REQUEST 1 –
Collect every line of the records below that contains the string "floor". Case counts.

EXCERPT PROVIDED –
• • • • •
2

I have a time series of data in the following form:

| purchase_date    |    cutomer_id  |   num_purchases | churned |
   2018-10-31            id1              39             0
   2018-11-31            id1              0              0
   2019-01-31            id1              6              1
   2019-03-31            id2              300            0 
   2018-04-31            id2               2             1
    ...

I grouped the data by month and summed num_purchases by month. The churned column for user id1 for example represents in which month customer churned. So id1 in my case churned in January. Before this, to label who has churned or not, we sampled customers based on 2 months of inactivity period from the churn date. I need to predict if a user is going to churn in a 2 months from now. I am not sure what is the best approach for this.

  • Q1: Should I be grouping customers like I am doing, on a monthly basis or I have to group them on a 2-month basis since that is how they were labeled?
  • Q2: Also, how do I model this? Do I keep customer_id as a feature of the model or not? Is the gap in dates for each customer relevant and how should I deal with it (if)? The dates repeat for different users, should I create index out of a date but it won't be unique or should I create index out of customer_id?
  • Q3: If I need to predict whether the user is going to churn by the end of the year for example or in the next 6 months, would that change how I group/arrange my date and model this?

I plan to add more features to this dataframe (both categorical and numerical).

Michael
  • 33
  • 3

1 Answers1

1

OK, let me try to dissect your questions:

Q1: Should I be grouping customers like I am doing, on a monthly basis or I have to group them on a 2-month basis since that is how they were labeled?

This depends a bit on what your goal is and what kind of features you want to use. I think, with the limited things I know from your question, I would go for a daily prognosis for the next two months (so if you're doing daily you can forecast a period of two months daily data for each day). Reason being that otherwise you might loose some inactivity "features" that are implicitly part of your data. As an alternative you can group your data and create features that help you introduce the information anyway. For example: activity_in_last_5d, activity_in_last_10d, etc.

Q2: Also, how do I model this? Do I keep customer_id as a feature of the model or not?
• • • • •
SOURCE DATA –
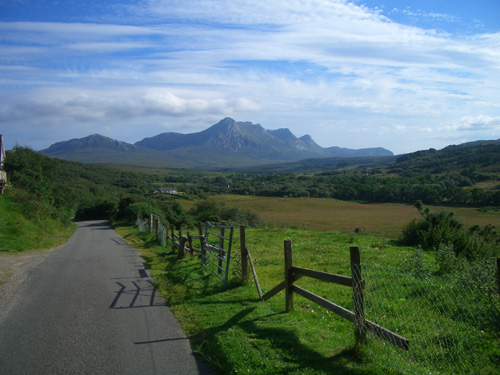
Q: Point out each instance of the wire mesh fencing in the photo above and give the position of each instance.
(452, 323)
(142, 224)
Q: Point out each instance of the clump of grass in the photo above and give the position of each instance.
(18, 233)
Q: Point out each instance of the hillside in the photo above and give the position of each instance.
(225, 144)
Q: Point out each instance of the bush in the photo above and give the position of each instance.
(215, 211)
(442, 229)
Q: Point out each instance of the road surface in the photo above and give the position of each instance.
(91, 308)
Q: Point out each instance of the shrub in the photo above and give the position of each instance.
(211, 210)
(442, 229)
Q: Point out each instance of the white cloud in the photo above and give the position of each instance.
(283, 63)
(476, 123)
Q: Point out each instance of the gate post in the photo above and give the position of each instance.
(244, 255)
(182, 245)
(221, 245)
(357, 291)
(288, 275)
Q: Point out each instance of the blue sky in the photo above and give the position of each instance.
(401, 74)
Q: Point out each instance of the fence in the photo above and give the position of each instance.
(450, 321)
(214, 257)
(355, 282)
(436, 325)
(212, 253)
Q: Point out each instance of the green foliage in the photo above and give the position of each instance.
(416, 264)
(19, 233)
(218, 211)
(442, 230)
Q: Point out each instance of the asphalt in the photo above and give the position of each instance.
(91, 308)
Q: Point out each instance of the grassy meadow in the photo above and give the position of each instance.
(450, 329)
(17, 233)
(331, 215)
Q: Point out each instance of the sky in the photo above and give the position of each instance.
(405, 75)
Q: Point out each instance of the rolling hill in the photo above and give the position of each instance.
(227, 144)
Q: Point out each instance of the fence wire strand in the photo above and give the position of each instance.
(452, 323)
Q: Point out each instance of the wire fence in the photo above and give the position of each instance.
(142, 224)
(452, 323)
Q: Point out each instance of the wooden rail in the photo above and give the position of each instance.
(355, 282)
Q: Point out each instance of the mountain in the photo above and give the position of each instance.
(225, 144)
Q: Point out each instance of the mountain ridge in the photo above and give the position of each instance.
(227, 143)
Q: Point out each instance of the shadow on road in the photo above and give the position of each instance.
(136, 294)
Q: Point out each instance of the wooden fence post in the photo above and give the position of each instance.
(288, 275)
(182, 245)
(498, 275)
(190, 244)
(200, 233)
(244, 255)
(357, 290)
(221, 253)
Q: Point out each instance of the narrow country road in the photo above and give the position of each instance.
(91, 308)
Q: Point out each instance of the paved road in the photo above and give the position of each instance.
(90, 308)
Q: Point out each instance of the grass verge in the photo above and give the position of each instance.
(236, 333)
(20, 234)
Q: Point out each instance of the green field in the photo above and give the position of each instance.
(332, 215)
(17, 233)
(450, 322)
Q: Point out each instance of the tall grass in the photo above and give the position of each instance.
(237, 333)
(18, 233)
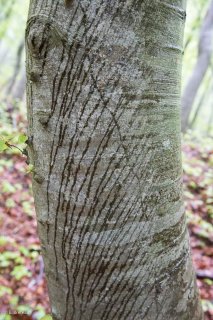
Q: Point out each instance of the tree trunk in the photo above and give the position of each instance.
(104, 125)
(203, 61)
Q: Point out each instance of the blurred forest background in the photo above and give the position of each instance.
(22, 281)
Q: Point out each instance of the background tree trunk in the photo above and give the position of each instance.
(203, 61)
(104, 126)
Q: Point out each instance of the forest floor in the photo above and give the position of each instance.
(22, 281)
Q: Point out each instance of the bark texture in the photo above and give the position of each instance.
(104, 125)
(204, 58)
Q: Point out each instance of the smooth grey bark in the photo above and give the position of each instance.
(203, 61)
(104, 138)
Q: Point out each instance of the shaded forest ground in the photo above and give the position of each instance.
(22, 281)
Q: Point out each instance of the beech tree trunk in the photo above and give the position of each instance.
(104, 138)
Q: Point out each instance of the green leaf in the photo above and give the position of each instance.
(5, 290)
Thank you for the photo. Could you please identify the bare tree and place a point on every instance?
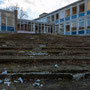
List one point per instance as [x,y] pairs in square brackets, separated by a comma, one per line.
[21,13]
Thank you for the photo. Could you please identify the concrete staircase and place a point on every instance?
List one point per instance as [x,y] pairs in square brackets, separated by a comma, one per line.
[38,54]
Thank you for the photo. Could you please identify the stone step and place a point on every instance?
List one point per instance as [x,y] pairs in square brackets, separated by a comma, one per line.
[46,59]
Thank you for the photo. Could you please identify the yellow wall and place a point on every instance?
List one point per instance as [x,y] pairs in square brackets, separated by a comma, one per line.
[88,5]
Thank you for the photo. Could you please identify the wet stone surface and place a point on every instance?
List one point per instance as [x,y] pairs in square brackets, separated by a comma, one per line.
[49,85]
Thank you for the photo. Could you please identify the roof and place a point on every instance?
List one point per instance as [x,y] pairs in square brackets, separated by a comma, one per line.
[3,10]
[60,9]
[33,21]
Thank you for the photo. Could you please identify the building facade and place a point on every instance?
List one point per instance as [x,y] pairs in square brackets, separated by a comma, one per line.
[8,21]
[73,19]
[30,26]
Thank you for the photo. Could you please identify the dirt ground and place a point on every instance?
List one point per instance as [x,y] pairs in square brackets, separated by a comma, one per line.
[49,85]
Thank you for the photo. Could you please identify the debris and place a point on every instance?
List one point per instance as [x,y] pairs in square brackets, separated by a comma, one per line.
[20,79]
[1,81]
[4,89]
[36,84]
[7,83]
[5,71]
[15,81]
[41,85]
[38,80]
[56,66]
[78,76]
[4,45]
[42,46]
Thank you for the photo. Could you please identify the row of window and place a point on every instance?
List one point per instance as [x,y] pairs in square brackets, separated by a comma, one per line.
[67,13]
[74,26]
[10,20]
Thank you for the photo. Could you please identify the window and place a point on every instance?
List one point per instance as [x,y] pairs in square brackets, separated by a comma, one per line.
[52,17]
[67,28]
[61,28]
[57,16]
[81,8]
[74,26]
[88,5]
[67,12]
[3,18]
[74,10]
[88,24]
[56,27]
[81,25]
[10,19]
[48,19]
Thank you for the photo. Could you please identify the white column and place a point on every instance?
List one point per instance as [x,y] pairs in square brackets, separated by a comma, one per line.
[70,20]
[85,16]
[47,29]
[77,18]
[20,25]
[41,28]
[44,28]
[0,21]
[38,28]
[27,26]
[34,27]
[31,26]
[6,22]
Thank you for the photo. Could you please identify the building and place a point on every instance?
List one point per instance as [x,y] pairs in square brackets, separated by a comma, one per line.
[73,19]
[8,21]
[30,26]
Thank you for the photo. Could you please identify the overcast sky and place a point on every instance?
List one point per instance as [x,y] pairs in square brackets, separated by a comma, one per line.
[36,7]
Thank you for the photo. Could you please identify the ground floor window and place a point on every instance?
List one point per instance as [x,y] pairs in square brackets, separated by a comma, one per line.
[81,25]
[3,18]
[10,19]
[74,26]
[88,24]
[67,28]
[61,28]
[56,28]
• • • • •
REQUEST 2 –
In the forum thread on churn prediction, what inactivity period was used to label which customers had churned?

COMPLETE OUTPUT 1 –
Q: Point out each instance of the forest floor in the photo above and give the position of each instance.
Thank you for the photo. Could you please identify the ground floor window and place a point on every instance?

COMPLETE OUTPUT 2 –
Two months of inactivity from the churn date.